Throughout this paper BWFT has documented and analyzed the meaningful ‘buffeting effect’ noticeable in most of its Client-driven MSR portfolios. The subject of this paper has been to carefully understand various facets of mortgage basis, implied and delivered volatility, level of rates and primary-secondary spreads and their associated interaction. With rate stabilization and with implied volatility potentially dropping, mortgage spreads whether they are primary-secondary or mortgage basis spreads could meaningfully offset a rise or stabilization in mortgage rates. While intuitively good for MSR portfolios, a move higher in rates could pose an attribution challenge for MSR valuations because of initial spread tightening – either through basis tightening and/or primary-secondary tightening. Stay tuned.

Items from a dataset:
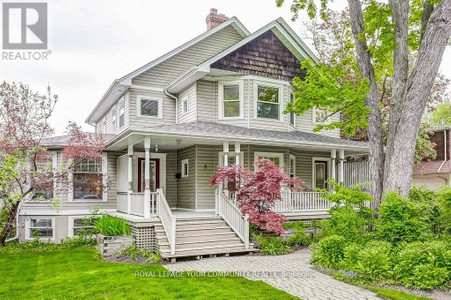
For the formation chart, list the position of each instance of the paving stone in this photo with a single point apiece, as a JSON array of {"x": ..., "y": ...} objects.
[{"x": 291, "y": 273}]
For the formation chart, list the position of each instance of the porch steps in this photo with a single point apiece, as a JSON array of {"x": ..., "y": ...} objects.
[{"x": 199, "y": 236}]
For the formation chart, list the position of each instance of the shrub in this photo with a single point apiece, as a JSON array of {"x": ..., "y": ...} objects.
[
  {"x": 329, "y": 251},
  {"x": 414, "y": 258},
  {"x": 272, "y": 246},
  {"x": 374, "y": 261},
  {"x": 134, "y": 252},
  {"x": 112, "y": 226},
  {"x": 399, "y": 220}
]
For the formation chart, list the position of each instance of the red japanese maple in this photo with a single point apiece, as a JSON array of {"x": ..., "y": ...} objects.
[{"x": 257, "y": 192}]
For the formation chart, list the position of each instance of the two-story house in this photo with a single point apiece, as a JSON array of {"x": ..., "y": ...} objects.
[{"x": 217, "y": 99}]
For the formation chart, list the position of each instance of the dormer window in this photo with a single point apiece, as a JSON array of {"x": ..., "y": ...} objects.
[
  {"x": 268, "y": 102},
  {"x": 320, "y": 116},
  {"x": 150, "y": 107},
  {"x": 231, "y": 100}
]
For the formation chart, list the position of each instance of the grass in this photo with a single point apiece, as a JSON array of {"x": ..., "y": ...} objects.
[
  {"x": 394, "y": 294},
  {"x": 75, "y": 273}
]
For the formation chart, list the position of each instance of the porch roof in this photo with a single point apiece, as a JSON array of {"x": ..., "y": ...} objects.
[{"x": 223, "y": 132}]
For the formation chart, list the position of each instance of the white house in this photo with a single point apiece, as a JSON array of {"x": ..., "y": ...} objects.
[{"x": 217, "y": 99}]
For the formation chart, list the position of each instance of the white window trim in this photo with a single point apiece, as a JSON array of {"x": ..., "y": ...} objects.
[
  {"x": 221, "y": 85},
  {"x": 221, "y": 158},
  {"x": 314, "y": 118},
  {"x": 273, "y": 84},
  {"x": 70, "y": 224},
  {"x": 270, "y": 154},
  {"x": 70, "y": 192},
  {"x": 139, "y": 98},
  {"x": 185, "y": 162},
  {"x": 185, "y": 99},
  {"x": 292, "y": 158},
  {"x": 289, "y": 114},
  {"x": 314, "y": 159},
  {"x": 28, "y": 225}
]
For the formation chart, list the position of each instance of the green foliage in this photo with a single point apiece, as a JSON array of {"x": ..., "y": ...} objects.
[
  {"x": 272, "y": 245},
  {"x": 37, "y": 245},
  {"x": 112, "y": 226},
  {"x": 374, "y": 261},
  {"x": 329, "y": 251},
  {"x": 399, "y": 220},
  {"x": 424, "y": 148},
  {"x": 134, "y": 252}
]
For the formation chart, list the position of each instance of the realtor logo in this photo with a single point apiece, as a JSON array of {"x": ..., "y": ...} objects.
[{"x": 24, "y": 26}]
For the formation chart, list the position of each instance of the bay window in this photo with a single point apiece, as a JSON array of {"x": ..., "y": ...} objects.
[{"x": 231, "y": 100}]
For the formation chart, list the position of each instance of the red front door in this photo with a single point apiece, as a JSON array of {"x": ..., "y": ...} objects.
[{"x": 154, "y": 174}]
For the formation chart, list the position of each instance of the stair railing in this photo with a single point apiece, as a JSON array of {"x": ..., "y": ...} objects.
[{"x": 167, "y": 219}]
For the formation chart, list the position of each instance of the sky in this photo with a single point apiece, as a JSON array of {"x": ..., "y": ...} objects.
[{"x": 94, "y": 42}]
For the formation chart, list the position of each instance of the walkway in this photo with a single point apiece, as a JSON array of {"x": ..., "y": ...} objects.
[{"x": 291, "y": 273}]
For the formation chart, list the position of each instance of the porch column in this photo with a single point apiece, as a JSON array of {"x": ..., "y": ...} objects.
[
  {"x": 225, "y": 149},
  {"x": 333, "y": 156},
  {"x": 130, "y": 178},
  {"x": 237, "y": 153},
  {"x": 341, "y": 156},
  {"x": 147, "y": 178}
]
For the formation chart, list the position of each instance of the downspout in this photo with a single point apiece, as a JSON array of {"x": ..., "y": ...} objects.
[
  {"x": 176, "y": 108},
  {"x": 446, "y": 151},
  {"x": 17, "y": 226}
]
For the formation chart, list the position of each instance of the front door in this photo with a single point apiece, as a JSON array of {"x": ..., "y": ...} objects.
[
  {"x": 320, "y": 174},
  {"x": 154, "y": 174}
]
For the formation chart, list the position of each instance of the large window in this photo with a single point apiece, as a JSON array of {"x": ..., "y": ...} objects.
[
  {"x": 150, "y": 107},
  {"x": 276, "y": 158},
  {"x": 231, "y": 100},
  {"x": 121, "y": 108},
  {"x": 43, "y": 180},
  {"x": 40, "y": 228},
  {"x": 268, "y": 102},
  {"x": 88, "y": 180}
]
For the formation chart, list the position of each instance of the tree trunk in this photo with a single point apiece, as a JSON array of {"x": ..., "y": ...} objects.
[
  {"x": 402, "y": 141},
  {"x": 9, "y": 224},
  {"x": 366, "y": 69}
]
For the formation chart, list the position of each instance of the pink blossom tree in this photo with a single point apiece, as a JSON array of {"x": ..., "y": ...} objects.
[
  {"x": 26, "y": 170},
  {"x": 257, "y": 192}
]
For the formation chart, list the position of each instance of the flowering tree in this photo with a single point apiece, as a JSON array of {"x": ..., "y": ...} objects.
[
  {"x": 26, "y": 170},
  {"x": 257, "y": 192}
]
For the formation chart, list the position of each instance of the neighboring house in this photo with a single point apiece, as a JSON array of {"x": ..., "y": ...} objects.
[
  {"x": 217, "y": 99},
  {"x": 437, "y": 172}
]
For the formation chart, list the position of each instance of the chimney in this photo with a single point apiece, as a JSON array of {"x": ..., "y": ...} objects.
[{"x": 213, "y": 19}]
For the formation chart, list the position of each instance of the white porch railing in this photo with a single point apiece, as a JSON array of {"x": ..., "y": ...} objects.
[
  {"x": 233, "y": 216},
  {"x": 293, "y": 202},
  {"x": 167, "y": 219}
]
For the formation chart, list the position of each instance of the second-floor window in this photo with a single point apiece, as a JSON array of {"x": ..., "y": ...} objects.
[
  {"x": 268, "y": 102},
  {"x": 231, "y": 100},
  {"x": 121, "y": 108},
  {"x": 150, "y": 107},
  {"x": 88, "y": 180}
]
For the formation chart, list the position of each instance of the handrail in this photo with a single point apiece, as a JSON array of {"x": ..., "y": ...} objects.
[
  {"x": 233, "y": 216},
  {"x": 167, "y": 219}
]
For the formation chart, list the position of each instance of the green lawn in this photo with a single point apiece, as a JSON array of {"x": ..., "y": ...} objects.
[{"x": 76, "y": 273}]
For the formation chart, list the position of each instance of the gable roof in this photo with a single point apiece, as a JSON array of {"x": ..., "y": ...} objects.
[
  {"x": 118, "y": 86},
  {"x": 279, "y": 27}
]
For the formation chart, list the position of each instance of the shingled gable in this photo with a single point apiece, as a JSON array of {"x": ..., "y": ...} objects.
[{"x": 264, "y": 56}]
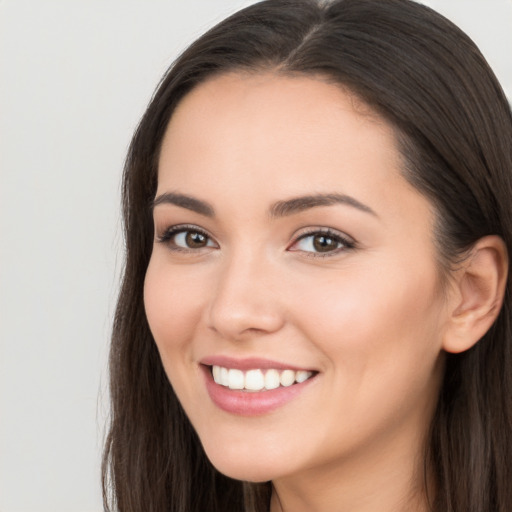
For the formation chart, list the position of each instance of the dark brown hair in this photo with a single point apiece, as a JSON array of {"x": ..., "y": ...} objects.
[{"x": 454, "y": 127}]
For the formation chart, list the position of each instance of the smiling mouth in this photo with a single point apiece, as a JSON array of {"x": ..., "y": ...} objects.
[{"x": 257, "y": 379}]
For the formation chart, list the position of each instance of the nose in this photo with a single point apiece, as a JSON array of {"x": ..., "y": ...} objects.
[{"x": 246, "y": 299}]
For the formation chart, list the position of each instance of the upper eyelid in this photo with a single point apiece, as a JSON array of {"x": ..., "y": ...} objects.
[{"x": 323, "y": 230}]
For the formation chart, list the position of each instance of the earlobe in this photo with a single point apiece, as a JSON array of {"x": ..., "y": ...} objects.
[{"x": 480, "y": 290}]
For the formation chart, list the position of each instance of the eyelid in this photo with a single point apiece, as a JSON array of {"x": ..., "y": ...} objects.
[
  {"x": 167, "y": 234},
  {"x": 348, "y": 243}
]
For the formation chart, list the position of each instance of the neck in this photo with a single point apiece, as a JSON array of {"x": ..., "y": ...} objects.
[{"x": 387, "y": 482}]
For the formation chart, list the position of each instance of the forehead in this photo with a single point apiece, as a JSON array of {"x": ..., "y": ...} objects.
[{"x": 265, "y": 137}]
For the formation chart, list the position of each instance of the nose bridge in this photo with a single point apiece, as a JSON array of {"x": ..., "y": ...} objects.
[{"x": 245, "y": 299}]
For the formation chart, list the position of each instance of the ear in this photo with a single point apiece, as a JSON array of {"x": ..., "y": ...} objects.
[{"x": 480, "y": 288}]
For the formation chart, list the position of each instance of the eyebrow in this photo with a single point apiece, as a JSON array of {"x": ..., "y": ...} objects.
[
  {"x": 300, "y": 204},
  {"x": 184, "y": 201},
  {"x": 278, "y": 209}
]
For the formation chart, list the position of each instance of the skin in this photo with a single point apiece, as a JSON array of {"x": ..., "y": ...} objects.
[{"x": 370, "y": 319}]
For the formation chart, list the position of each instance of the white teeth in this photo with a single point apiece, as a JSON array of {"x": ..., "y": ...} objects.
[
  {"x": 236, "y": 379},
  {"x": 302, "y": 376},
  {"x": 254, "y": 380},
  {"x": 257, "y": 380},
  {"x": 287, "y": 378},
  {"x": 272, "y": 379},
  {"x": 224, "y": 376}
]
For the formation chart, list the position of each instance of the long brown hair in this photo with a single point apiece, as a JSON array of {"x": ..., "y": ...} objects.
[{"x": 454, "y": 126}]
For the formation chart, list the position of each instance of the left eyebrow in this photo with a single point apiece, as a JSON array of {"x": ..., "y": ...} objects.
[{"x": 300, "y": 204}]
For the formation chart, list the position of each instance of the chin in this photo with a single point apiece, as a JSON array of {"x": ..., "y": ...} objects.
[{"x": 246, "y": 468}]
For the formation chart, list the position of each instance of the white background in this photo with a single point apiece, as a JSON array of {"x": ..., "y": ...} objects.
[{"x": 75, "y": 77}]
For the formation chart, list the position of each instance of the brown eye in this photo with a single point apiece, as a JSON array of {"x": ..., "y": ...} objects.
[
  {"x": 195, "y": 240},
  {"x": 179, "y": 238},
  {"x": 324, "y": 243}
]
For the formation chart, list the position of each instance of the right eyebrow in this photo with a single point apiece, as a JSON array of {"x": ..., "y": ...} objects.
[{"x": 184, "y": 201}]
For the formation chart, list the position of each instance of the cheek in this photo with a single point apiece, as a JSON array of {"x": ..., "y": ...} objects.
[
  {"x": 173, "y": 305},
  {"x": 374, "y": 320}
]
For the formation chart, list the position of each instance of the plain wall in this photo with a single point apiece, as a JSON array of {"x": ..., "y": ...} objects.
[{"x": 75, "y": 76}]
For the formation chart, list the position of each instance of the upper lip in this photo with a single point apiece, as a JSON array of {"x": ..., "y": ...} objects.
[{"x": 249, "y": 363}]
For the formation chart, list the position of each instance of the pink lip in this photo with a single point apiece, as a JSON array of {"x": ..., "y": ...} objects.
[{"x": 246, "y": 403}]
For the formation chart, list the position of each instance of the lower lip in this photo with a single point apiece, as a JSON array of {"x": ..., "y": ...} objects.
[{"x": 255, "y": 403}]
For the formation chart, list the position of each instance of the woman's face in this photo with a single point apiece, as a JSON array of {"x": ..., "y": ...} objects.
[{"x": 288, "y": 247}]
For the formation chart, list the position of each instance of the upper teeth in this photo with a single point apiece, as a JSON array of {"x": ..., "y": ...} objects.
[{"x": 256, "y": 380}]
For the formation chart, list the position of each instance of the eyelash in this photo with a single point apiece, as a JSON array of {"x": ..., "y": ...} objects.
[
  {"x": 337, "y": 237},
  {"x": 167, "y": 236}
]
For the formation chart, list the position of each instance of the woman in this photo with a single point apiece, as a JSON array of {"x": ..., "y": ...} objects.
[{"x": 315, "y": 308}]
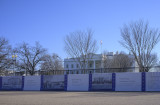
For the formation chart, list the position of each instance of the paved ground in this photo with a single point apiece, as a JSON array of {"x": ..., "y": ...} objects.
[{"x": 78, "y": 98}]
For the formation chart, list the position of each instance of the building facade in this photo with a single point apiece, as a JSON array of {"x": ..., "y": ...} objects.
[{"x": 96, "y": 62}]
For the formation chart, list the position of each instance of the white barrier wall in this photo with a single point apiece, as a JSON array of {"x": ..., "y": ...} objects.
[
  {"x": 78, "y": 82},
  {"x": 128, "y": 82},
  {"x": 102, "y": 81},
  {"x": 11, "y": 82},
  {"x": 53, "y": 82},
  {"x": 32, "y": 83},
  {"x": 153, "y": 81}
]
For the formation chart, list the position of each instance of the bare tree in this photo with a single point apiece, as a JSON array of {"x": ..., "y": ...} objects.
[
  {"x": 140, "y": 39},
  {"x": 5, "y": 49},
  {"x": 51, "y": 63},
  {"x": 119, "y": 62},
  {"x": 81, "y": 46},
  {"x": 30, "y": 57}
]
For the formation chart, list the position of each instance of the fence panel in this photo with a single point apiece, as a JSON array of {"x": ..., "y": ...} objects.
[
  {"x": 128, "y": 82},
  {"x": 78, "y": 82},
  {"x": 101, "y": 81},
  {"x": 12, "y": 83},
  {"x": 53, "y": 82},
  {"x": 153, "y": 81},
  {"x": 32, "y": 82}
]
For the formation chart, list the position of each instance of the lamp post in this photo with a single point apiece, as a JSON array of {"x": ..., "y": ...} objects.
[{"x": 14, "y": 59}]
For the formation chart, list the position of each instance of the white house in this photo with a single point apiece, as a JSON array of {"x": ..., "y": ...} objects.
[{"x": 93, "y": 64}]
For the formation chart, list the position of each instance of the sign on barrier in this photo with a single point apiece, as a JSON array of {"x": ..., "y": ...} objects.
[
  {"x": 53, "y": 82},
  {"x": 153, "y": 81},
  {"x": 12, "y": 83},
  {"x": 78, "y": 82},
  {"x": 102, "y": 81},
  {"x": 128, "y": 82},
  {"x": 32, "y": 82}
]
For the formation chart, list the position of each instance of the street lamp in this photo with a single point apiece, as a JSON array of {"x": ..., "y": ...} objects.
[{"x": 14, "y": 59}]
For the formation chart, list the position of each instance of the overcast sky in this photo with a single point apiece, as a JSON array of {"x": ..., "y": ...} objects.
[{"x": 49, "y": 21}]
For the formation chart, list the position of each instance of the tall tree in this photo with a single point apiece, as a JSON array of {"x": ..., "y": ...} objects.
[
  {"x": 81, "y": 46},
  {"x": 5, "y": 49},
  {"x": 51, "y": 63},
  {"x": 140, "y": 39},
  {"x": 30, "y": 56},
  {"x": 118, "y": 62}
]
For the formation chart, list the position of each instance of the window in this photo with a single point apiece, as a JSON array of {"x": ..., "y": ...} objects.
[
  {"x": 67, "y": 66},
  {"x": 90, "y": 65},
  {"x": 72, "y": 66}
]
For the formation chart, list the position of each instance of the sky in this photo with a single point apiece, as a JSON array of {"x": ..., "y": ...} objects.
[{"x": 49, "y": 21}]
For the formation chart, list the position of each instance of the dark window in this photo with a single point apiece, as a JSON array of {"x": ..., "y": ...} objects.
[
  {"x": 67, "y": 66},
  {"x": 77, "y": 66},
  {"x": 72, "y": 66}
]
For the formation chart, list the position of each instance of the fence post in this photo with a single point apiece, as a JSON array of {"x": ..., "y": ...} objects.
[
  {"x": 22, "y": 83},
  {"x": 65, "y": 81},
  {"x": 143, "y": 81},
  {"x": 90, "y": 82},
  {"x": 41, "y": 88},
  {"x": 113, "y": 81},
  {"x": 0, "y": 83}
]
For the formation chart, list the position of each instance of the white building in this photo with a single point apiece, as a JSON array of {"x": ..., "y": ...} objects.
[{"x": 93, "y": 64}]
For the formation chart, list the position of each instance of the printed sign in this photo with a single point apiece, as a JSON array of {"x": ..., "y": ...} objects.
[
  {"x": 53, "y": 82},
  {"x": 102, "y": 81},
  {"x": 32, "y": 82},
  {"x": 128, "y": 82},
  {"x": 78, "y": 82},
  {"x": 153, "y": 81},
  {"x": 11, "y": 83}
]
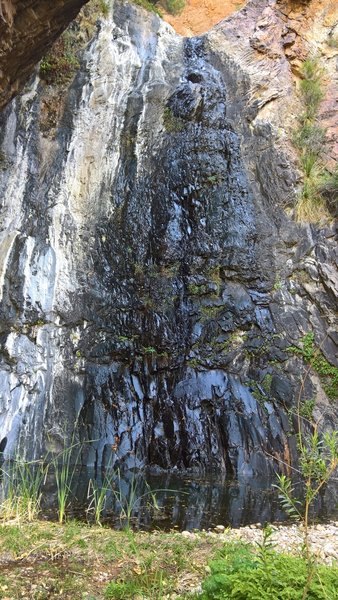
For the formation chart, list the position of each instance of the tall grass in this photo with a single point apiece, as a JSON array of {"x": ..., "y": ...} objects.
[
  {"x": 21, "y": 489},
  {"x": 310, "y": 139},
  {"x": 65, "y": 466},
  {"x": 129, "y": 501}
]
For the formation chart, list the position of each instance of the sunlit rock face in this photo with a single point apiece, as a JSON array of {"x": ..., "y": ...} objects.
[{"x": 151, "y": 281}]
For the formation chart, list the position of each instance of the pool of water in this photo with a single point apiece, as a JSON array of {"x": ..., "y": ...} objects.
[{"x": 168, "y": 501}]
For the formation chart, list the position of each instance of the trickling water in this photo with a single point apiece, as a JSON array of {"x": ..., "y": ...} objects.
[{"x": 140, "y": 252}]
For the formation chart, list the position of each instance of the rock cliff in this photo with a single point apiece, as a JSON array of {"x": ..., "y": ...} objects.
[
  {"x": 155, "y": 288},
  {"x": 28, "y": 28}
]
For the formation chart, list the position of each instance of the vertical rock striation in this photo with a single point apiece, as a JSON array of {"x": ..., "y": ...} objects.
[{"x": 151, "y": 280}]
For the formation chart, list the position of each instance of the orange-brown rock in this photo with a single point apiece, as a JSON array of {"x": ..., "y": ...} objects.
[{"x": 28, "y": 28}]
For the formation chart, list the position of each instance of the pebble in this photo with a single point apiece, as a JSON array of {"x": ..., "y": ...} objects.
[{"x": 323, "y": 539}]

▶ STATED TASK 1: From the passage on MSR portfolios, reproduce the words between "Throughout this paper" and "tightening. Stay tuned.", inclusive.
▶ STATED TASK 2:
Answer these questions using the passage on MSR portfolios:
(a) What effect does BWFT report having documented in most of its Client-driven MSR portfolios?
(b) What could pose an attribution challenge for MSR valuations?
(c) Through what forms of tightening could the initial spread tightening occur?

▶ RESULT 1:
Throughout this paper BWFT has documented and analyzed the meaningful ‘buffeting effect’ noticeable in most of its Client-driven MSR portfolios. The subject of this paper has been to carefully understand various facets of mortgage basis, implied and delivered volatility, level of rates and primary-secondary spreads and their associated interaction. With rate stabilization and with implied volatility potentially dropping, mortgage spreads whether they are primary-secondary or mortgage basis spreads could meaningfully offset a rise or stabilization in mortgage rates. While intuitively good for MSR portfolios, a move higher in rates could pose an attribution challenge for MSR valuations because of initial spread tightening – either through basis tightening and/or primary-secondary tightening. Stay tuned.

▶ RESULT 2:
(a) A meaningful 'buffeting effect'.
(b) A move higher in rates.
(c) Basis tightening and/or primary-secondary tightening.